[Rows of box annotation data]
* BEGIN *
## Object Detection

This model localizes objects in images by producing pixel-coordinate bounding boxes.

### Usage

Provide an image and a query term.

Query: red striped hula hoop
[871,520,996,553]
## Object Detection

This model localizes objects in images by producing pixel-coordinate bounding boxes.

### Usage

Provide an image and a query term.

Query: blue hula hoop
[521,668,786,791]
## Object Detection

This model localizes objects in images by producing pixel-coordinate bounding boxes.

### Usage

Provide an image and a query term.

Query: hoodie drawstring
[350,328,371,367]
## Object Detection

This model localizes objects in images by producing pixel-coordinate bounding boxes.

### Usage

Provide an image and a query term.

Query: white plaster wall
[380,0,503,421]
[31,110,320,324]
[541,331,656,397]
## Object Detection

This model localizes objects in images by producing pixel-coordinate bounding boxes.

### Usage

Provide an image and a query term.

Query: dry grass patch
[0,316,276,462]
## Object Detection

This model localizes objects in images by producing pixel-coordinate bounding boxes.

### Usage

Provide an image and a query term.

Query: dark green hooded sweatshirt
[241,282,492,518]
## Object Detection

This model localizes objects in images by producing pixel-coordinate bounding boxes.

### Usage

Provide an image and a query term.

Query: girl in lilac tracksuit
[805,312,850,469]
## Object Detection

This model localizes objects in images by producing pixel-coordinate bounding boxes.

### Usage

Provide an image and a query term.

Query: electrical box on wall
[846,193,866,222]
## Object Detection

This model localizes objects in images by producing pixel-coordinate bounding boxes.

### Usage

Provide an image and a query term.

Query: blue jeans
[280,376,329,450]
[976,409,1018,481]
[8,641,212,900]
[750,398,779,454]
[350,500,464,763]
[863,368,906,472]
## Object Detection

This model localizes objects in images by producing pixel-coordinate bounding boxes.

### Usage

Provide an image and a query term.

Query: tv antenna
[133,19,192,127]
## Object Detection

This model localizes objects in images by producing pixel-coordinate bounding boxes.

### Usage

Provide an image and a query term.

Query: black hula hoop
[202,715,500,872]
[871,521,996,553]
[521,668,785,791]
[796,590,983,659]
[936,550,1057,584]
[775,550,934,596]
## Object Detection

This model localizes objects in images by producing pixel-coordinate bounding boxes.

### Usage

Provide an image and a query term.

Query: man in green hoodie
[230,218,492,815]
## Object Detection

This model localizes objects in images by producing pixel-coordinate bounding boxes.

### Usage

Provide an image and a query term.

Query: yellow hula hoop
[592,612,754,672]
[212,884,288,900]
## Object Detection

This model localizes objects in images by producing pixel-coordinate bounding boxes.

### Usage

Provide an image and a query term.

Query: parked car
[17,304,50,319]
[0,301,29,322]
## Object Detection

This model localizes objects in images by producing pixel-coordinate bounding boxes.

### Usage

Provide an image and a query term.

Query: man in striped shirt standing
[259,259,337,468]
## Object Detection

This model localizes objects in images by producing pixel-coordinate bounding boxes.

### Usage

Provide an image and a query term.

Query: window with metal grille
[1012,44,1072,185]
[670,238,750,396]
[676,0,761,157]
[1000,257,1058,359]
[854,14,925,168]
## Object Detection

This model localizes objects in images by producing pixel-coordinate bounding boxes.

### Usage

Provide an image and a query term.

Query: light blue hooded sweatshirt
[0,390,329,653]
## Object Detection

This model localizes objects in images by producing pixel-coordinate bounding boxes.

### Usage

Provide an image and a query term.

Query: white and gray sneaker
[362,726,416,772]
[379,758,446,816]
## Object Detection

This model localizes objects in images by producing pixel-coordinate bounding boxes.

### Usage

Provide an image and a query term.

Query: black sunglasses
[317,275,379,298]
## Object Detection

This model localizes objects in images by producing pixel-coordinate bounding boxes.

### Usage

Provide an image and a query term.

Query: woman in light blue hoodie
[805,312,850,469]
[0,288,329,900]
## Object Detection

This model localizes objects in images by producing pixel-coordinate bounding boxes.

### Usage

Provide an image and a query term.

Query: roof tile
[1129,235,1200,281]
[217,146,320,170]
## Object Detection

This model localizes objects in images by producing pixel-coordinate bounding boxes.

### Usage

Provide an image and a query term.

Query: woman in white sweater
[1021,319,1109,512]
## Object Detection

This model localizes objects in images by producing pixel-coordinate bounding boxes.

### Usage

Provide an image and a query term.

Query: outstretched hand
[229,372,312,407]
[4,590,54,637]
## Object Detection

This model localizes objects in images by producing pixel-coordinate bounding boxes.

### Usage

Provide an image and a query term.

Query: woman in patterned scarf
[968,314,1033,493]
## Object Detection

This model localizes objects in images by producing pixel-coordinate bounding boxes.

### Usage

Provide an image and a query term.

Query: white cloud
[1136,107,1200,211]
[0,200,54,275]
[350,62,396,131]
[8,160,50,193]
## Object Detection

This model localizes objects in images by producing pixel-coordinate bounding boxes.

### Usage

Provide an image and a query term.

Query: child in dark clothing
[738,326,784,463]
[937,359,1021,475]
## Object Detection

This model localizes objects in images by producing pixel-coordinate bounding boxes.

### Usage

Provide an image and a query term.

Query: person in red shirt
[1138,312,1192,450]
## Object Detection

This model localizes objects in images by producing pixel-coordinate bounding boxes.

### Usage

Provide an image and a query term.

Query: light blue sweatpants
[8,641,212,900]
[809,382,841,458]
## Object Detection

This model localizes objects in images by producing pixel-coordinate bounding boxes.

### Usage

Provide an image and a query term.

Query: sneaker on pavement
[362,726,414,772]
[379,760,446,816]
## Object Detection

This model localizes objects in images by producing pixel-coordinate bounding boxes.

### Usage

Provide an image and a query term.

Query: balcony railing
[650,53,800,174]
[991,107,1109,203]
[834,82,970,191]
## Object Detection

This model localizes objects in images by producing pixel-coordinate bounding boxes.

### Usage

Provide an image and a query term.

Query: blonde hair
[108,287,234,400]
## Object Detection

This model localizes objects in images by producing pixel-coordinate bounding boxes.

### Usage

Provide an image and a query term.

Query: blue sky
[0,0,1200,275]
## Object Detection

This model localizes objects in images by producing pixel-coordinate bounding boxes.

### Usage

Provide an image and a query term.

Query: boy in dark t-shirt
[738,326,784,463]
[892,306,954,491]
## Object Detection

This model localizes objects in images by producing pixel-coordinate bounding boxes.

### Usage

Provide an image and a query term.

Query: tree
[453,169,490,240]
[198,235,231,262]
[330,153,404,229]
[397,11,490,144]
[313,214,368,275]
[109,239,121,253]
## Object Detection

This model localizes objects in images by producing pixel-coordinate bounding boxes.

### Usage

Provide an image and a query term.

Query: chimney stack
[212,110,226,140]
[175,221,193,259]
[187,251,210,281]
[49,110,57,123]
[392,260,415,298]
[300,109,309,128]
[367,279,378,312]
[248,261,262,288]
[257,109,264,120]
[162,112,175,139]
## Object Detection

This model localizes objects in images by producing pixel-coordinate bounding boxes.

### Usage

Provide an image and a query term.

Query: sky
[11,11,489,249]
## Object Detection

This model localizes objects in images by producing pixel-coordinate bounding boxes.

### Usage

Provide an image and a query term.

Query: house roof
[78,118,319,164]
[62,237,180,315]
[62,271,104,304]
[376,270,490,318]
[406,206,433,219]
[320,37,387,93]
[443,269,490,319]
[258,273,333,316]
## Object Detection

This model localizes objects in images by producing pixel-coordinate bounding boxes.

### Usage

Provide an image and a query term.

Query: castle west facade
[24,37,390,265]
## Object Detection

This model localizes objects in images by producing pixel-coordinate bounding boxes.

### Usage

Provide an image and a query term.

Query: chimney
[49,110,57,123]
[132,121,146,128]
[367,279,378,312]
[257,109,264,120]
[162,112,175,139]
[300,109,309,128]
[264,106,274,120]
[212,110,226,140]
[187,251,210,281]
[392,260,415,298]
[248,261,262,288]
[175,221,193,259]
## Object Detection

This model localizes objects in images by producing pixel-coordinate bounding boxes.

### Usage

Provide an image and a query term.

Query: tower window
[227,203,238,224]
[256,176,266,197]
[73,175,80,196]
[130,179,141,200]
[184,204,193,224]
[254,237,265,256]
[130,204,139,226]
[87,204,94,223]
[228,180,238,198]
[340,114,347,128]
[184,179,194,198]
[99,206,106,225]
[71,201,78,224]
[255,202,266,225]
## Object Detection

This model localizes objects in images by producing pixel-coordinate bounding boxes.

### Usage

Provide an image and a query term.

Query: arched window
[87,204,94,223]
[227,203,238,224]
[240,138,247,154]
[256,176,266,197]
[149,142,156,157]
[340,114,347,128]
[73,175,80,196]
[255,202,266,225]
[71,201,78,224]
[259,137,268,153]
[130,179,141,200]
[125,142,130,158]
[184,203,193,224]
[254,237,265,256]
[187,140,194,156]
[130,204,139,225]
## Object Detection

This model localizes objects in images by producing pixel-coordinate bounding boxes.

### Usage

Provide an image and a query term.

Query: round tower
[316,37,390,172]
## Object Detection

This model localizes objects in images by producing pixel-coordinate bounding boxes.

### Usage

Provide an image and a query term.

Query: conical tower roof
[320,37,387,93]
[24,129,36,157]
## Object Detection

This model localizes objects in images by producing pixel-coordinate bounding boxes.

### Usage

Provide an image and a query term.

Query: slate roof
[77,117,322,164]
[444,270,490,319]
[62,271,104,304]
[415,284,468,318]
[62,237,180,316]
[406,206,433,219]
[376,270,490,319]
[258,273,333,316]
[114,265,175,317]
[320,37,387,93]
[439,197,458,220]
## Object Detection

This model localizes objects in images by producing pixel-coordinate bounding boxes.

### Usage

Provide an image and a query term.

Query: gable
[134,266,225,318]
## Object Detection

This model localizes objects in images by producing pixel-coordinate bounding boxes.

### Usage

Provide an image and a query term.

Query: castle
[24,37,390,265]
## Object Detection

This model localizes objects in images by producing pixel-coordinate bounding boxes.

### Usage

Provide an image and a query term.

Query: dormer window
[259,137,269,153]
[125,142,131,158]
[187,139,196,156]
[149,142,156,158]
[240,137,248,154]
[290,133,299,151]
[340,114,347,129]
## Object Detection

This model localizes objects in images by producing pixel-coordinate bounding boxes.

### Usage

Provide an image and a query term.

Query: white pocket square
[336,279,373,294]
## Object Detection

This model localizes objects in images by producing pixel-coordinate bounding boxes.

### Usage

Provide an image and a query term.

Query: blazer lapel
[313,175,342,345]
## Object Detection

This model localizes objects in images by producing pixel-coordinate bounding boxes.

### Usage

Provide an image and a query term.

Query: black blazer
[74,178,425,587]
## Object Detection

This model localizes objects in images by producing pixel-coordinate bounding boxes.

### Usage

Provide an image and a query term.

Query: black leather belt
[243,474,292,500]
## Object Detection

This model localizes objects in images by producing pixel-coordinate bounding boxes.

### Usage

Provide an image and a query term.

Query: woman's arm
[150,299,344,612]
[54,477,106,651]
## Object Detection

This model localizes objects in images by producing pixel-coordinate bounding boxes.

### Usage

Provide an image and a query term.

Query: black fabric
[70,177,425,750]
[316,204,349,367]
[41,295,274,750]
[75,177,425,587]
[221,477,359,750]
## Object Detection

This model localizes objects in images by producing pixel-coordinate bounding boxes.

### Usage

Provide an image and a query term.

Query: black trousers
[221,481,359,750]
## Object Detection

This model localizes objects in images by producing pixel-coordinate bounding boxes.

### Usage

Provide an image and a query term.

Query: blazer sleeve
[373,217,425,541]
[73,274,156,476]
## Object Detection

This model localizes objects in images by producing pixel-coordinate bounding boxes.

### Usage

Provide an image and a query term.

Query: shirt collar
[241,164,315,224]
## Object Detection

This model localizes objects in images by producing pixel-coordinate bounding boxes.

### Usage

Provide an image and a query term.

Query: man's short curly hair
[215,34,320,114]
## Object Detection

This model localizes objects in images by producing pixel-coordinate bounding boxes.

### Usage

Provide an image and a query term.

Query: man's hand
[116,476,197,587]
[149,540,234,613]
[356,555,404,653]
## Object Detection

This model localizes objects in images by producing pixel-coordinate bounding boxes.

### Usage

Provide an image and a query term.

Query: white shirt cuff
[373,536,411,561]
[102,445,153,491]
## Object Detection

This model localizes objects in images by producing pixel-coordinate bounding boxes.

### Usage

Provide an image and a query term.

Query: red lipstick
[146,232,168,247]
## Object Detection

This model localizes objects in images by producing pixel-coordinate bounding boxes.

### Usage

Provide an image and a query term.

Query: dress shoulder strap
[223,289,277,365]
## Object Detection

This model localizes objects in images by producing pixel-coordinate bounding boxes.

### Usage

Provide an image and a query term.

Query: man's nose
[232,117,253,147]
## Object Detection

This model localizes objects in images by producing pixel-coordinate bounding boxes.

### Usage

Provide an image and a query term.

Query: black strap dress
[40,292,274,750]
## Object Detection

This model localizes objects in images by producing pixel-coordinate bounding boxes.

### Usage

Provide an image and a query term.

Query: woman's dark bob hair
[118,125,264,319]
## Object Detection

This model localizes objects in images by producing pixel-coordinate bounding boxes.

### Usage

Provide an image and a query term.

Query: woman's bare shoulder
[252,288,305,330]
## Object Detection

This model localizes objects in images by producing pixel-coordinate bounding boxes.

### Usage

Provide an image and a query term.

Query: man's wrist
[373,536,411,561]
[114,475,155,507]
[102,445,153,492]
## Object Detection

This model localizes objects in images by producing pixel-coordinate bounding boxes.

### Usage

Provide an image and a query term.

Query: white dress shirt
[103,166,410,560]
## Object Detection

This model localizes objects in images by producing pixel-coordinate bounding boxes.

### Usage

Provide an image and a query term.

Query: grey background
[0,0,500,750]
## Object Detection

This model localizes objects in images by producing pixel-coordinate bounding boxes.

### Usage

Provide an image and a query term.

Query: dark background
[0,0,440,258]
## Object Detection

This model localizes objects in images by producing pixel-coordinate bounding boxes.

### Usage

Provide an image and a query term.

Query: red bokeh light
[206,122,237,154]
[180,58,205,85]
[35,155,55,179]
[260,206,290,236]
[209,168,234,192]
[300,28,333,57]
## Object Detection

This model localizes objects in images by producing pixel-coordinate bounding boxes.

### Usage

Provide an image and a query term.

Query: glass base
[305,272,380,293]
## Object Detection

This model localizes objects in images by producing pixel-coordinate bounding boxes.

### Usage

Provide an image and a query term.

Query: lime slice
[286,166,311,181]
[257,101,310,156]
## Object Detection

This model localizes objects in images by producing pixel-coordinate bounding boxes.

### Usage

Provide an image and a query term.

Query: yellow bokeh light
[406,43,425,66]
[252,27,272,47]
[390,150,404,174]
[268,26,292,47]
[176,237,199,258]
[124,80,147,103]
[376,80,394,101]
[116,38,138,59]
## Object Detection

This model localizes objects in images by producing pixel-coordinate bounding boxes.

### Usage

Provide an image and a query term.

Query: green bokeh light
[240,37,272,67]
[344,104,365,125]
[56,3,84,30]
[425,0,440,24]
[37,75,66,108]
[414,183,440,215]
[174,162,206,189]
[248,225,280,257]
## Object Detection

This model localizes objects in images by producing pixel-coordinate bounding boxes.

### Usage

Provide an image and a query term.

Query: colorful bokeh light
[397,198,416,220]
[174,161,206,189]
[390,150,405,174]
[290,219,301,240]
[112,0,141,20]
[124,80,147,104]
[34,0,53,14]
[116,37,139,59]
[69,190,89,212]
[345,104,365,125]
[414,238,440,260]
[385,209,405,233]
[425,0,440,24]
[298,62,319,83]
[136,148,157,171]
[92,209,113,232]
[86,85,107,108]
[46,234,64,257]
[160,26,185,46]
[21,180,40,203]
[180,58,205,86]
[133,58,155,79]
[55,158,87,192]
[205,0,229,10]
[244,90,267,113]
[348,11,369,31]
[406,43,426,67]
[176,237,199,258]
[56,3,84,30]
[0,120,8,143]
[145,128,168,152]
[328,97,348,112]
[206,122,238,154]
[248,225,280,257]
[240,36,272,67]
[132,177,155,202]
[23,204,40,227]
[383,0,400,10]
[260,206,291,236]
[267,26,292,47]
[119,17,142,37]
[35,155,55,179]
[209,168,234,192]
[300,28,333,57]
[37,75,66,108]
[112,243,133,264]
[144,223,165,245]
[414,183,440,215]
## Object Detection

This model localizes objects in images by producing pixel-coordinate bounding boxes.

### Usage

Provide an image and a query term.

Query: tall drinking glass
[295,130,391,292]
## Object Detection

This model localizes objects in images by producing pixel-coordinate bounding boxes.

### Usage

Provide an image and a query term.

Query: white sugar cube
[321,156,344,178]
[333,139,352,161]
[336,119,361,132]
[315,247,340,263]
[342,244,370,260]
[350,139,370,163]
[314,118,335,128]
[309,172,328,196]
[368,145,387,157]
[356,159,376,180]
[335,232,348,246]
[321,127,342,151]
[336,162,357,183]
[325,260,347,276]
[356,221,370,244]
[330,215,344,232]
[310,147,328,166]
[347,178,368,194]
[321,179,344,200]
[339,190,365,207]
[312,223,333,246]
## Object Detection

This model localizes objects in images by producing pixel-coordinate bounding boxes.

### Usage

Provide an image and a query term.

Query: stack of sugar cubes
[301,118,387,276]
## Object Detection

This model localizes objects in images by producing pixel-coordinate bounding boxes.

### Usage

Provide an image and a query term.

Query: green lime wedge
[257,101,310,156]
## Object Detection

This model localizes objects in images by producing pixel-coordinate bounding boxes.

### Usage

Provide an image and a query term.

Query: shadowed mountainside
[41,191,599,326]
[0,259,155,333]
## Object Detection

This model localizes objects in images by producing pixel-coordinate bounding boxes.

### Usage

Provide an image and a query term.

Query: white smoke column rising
* END *
• [Written problem]
Report each line of the data that contains the string "blue", reproducing every such line in full.

• [Written response]
Query: blue hula hoop
Query: blue jeans
Query: light blue hooded sweatshirt
Query: woman in light blue hoodie
Query: light blue sweatpants
Query: blue sky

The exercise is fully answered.